### ABOUT THIS TASK:
Please find how many lines of the data contain the string "target", and respond with that number only.

### GIVEN DATA:
::::

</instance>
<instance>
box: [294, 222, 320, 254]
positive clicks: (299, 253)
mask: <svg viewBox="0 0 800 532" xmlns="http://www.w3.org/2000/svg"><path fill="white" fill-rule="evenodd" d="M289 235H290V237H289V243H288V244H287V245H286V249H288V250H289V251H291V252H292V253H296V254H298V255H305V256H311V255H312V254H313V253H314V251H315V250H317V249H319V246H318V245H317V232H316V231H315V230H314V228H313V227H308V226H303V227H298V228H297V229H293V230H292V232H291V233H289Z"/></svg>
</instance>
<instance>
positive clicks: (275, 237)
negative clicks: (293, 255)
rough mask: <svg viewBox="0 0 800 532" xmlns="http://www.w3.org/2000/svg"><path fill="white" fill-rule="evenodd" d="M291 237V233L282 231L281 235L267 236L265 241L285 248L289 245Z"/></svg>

::::

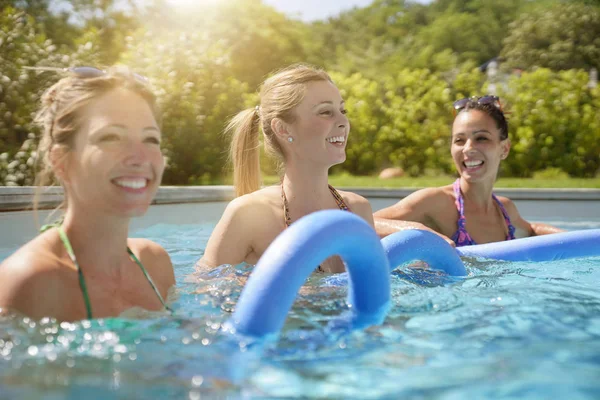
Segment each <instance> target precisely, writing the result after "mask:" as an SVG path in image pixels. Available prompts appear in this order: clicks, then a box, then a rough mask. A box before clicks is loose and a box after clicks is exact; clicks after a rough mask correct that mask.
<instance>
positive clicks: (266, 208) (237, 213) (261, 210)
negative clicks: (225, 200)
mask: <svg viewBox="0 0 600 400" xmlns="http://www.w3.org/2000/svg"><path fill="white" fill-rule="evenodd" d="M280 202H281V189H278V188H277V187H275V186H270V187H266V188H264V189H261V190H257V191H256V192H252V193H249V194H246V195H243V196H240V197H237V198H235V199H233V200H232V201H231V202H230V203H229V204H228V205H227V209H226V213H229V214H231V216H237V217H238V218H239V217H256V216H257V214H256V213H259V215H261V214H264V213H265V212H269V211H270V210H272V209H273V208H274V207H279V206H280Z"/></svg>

::::

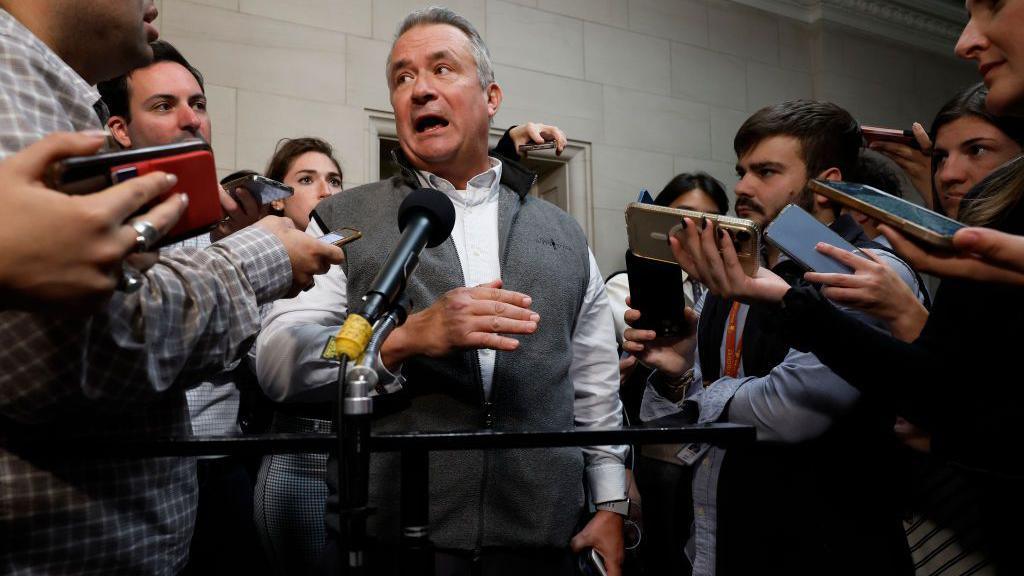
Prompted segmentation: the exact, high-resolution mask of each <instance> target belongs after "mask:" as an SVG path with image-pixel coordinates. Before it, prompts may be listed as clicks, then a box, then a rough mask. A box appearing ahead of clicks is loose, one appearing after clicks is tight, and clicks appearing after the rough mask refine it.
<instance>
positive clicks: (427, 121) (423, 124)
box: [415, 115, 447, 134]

::::

### TASK ANSWER:
2